Page text:
* START *
That sucks to hear. At least she had a good life before she passed away.

You and your family will be in my prayers. ):


----------



## rosesandthorns (Nov 1, 2008)

I can feel your loss Shane. At least she had a much happier life with you than she would have. She knew she was loved. My condolences on the loss of your grandmother.


----------



## apbtmom76 (Nov 4, 2008)

Shane I am soooo sorry for your loss, my condolences to you and your family right now. RIP Lexus, run free at the Bridge


----------



## meganc66 (Mar 6, 2009)

RIP Lexus!
I am so sorry to hear about this, I just hate hearing about deaths! Especially by a car! Poor girl, she was a cutie! I'm just glad you were able to give her a good home while she was here!


----------



## Patch-O-Pits (Jan 12, 2008)
* END *
Records shown:
* START *
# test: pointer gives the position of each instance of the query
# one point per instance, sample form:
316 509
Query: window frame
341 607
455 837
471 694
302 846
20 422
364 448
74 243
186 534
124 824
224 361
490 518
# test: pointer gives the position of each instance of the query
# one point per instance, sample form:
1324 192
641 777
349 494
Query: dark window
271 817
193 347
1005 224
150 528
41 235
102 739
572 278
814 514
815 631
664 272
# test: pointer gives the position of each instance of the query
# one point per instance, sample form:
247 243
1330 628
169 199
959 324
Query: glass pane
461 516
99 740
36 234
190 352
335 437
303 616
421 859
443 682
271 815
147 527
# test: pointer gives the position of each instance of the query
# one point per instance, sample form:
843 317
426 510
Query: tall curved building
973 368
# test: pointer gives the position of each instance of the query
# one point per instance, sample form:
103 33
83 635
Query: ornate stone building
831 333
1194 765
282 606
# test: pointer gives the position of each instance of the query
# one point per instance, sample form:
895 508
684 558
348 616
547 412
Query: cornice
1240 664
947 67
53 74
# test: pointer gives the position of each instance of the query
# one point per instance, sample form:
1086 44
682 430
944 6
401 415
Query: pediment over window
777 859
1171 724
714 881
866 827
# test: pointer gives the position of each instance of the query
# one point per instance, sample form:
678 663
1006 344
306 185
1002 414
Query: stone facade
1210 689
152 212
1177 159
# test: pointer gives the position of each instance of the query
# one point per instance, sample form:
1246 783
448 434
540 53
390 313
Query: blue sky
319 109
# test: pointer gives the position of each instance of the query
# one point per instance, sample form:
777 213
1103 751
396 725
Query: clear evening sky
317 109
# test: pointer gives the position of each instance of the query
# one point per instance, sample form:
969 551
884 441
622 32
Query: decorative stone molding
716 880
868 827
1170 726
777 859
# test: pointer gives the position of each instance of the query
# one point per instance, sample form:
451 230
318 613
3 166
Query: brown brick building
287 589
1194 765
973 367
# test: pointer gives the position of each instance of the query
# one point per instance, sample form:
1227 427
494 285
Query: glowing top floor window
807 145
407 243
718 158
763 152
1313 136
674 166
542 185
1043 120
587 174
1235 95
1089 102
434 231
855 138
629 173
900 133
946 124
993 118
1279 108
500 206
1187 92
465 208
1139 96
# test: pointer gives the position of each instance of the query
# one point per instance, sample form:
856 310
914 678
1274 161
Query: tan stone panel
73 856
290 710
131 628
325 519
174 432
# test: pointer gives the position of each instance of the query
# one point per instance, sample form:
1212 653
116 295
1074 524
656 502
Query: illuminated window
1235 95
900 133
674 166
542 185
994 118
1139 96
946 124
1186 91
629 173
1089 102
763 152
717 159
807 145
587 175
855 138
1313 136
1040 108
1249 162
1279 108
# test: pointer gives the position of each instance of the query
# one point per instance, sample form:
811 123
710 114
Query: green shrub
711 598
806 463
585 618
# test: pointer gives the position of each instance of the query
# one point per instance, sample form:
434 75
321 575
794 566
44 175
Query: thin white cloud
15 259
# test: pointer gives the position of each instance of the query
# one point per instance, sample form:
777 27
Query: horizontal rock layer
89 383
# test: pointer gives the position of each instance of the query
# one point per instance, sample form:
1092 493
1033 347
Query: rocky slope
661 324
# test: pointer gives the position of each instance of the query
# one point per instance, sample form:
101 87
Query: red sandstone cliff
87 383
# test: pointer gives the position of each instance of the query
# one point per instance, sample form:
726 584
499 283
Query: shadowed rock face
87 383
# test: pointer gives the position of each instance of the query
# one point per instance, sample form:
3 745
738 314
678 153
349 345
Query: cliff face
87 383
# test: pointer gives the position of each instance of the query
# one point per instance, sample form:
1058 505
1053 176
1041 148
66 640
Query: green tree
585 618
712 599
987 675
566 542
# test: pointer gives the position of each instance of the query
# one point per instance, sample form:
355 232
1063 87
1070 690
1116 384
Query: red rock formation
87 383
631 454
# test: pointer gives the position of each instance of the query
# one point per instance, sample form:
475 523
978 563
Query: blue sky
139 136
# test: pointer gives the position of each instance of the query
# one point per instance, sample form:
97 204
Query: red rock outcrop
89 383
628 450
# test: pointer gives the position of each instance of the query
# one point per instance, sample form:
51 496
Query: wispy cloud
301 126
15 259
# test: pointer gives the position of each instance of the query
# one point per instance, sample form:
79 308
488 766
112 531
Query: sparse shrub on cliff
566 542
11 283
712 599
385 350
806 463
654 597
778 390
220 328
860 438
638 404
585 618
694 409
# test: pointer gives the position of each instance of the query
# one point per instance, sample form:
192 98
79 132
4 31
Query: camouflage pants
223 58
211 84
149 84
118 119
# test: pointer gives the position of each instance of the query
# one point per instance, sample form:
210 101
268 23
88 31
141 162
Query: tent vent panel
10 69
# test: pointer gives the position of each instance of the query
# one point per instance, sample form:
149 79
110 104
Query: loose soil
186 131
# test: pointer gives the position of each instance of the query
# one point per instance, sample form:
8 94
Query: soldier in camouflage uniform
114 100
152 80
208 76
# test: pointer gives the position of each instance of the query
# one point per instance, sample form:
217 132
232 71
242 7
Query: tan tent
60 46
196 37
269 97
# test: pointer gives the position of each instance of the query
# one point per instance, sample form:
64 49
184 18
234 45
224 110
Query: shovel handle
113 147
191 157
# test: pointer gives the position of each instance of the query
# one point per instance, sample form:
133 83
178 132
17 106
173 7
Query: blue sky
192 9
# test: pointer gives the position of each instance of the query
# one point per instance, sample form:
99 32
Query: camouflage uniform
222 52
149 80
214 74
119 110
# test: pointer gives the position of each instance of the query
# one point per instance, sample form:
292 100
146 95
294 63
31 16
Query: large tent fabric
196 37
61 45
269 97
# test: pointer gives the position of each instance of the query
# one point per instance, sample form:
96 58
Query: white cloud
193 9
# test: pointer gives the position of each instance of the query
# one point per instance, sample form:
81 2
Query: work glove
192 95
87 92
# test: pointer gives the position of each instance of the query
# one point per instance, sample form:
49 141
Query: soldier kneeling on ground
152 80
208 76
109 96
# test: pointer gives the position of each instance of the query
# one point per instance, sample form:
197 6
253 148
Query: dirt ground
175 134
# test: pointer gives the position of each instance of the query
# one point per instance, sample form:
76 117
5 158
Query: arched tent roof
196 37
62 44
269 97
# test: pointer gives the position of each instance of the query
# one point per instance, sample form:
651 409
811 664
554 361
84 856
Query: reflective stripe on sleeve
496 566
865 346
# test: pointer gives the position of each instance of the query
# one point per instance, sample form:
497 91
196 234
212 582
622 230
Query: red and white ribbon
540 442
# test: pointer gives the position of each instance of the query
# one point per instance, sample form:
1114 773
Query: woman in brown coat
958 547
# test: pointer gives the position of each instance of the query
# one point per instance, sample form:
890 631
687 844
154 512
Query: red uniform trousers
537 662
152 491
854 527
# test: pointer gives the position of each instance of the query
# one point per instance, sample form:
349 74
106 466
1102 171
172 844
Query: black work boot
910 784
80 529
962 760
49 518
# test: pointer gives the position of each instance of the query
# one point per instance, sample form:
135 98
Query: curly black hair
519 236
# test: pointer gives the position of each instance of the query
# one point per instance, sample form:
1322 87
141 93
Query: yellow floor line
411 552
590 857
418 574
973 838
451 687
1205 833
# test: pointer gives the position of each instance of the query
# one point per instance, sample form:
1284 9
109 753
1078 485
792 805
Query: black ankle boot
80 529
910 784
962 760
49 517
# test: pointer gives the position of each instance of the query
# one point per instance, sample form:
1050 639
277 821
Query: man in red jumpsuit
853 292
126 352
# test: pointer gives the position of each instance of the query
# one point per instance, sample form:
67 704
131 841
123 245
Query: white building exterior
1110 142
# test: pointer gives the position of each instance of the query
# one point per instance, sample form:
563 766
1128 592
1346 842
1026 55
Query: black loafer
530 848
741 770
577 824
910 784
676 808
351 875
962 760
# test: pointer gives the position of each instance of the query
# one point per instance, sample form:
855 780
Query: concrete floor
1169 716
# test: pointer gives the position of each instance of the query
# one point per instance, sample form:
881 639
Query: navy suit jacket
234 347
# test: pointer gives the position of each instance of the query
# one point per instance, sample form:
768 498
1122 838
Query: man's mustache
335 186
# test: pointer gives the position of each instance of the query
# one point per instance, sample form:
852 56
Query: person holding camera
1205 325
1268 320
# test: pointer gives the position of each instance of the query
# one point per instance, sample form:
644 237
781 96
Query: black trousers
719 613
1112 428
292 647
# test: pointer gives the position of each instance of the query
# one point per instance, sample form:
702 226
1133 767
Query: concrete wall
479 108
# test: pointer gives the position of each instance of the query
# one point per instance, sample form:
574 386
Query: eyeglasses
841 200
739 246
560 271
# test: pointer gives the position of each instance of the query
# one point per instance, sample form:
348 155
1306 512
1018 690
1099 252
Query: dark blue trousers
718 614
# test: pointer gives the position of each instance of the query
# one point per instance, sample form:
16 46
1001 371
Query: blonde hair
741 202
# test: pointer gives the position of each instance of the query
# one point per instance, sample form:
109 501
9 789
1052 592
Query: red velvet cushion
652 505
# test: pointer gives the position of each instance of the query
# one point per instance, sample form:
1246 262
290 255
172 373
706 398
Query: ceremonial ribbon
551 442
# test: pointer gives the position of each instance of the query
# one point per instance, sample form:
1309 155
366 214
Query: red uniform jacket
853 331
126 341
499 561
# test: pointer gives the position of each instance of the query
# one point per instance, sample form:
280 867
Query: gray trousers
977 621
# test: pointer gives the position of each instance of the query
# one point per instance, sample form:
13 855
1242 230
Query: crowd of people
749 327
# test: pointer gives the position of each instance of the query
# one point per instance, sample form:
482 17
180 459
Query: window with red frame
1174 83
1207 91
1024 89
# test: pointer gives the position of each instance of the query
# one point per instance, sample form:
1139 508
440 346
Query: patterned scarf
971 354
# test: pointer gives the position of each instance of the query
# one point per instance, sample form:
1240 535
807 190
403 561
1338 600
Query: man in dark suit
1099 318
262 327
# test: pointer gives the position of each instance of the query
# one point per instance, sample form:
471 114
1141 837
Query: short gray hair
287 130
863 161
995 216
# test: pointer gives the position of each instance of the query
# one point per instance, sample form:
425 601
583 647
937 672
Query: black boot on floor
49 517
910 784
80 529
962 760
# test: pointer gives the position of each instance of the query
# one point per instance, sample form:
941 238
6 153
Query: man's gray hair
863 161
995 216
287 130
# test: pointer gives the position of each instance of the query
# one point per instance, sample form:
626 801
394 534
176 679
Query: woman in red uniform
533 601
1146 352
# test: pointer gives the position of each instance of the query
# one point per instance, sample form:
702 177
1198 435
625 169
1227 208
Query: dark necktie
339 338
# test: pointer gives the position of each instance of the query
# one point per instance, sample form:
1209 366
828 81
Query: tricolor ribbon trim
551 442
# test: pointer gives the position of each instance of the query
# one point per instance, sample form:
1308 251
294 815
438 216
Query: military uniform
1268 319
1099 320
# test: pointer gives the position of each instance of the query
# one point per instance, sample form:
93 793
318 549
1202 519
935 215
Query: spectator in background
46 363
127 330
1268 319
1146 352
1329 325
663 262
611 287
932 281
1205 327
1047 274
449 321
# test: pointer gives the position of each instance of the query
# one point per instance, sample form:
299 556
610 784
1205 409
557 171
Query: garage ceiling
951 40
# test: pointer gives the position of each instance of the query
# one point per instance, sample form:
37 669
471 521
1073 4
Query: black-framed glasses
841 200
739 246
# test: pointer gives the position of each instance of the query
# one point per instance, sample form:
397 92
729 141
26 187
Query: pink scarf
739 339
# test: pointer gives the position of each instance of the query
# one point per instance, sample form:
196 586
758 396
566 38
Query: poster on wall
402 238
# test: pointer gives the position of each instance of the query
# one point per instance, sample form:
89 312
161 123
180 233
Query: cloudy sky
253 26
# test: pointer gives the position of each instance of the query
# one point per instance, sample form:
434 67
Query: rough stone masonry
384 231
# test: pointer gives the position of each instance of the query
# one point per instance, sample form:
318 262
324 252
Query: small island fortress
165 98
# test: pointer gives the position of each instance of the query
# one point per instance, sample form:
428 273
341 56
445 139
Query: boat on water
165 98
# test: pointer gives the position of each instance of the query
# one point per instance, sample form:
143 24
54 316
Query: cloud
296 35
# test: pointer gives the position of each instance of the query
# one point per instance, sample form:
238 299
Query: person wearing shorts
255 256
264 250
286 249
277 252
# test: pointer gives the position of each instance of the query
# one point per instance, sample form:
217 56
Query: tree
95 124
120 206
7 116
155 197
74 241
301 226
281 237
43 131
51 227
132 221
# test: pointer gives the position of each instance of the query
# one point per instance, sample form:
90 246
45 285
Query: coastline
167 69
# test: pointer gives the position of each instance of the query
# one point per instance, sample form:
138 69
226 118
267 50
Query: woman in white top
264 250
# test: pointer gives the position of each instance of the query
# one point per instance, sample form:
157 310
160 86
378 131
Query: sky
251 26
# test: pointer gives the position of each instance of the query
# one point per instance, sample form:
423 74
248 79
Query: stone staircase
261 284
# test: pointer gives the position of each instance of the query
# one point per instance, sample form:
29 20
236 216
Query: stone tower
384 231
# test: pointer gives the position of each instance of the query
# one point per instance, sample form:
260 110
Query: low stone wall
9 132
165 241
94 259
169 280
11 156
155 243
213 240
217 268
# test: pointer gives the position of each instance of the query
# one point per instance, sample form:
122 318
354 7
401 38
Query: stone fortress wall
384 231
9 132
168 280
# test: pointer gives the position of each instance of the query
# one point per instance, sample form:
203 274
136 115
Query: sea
* END *
Short exercise 1:
Answer these questions using the condolence thread:
(a) Which poster wrote "RIP Lexus!" on a line by itself?
(b) What date appears next to the name apbtmom76?
(c) According to meganc66, what caused the death?
Short exercise 2: Copy the condolence thread word for word, between "## apbtmom76 (Nov" and "(Mar 6, 2009)", inclusive.
Short exercise 3: Carry on the condolence thread from where it stops.
The records are separate material and are not part of the condolence thread.

Result 1:
(a) meganc66
(b) Nov 4, 2008
(c) A car

Result 2:
## apbtmom76 (Nov 4, 2008)

Shane I am soooo sorry for your loss, my condolences to you and your family right now. RIP Lexus, run free at the Bridge


----------



## meganc66 (Mar 6, 2009)

Result 3:
I'm very sorry for your loss!

Run free sweet pup at Heaven's Rainbow Bridge...


----------



## American_Pit13 (Apr 23, 2007)

Aww I am so sorry Shane


----------



## smokey_joe (Oct 14, 2005)

I'm sorry for your loss. May she RIP.


----------



## bluefamily (Aug 8, 2007)

*loss hurts*

I am so very sorry.....rip baby girl!


----------



## tonios (Jul 24, 2009)

Just wanted to say sorry for your loss.


----------



## vdubbinya (Oct 8, 2008)

thank you all. means alot.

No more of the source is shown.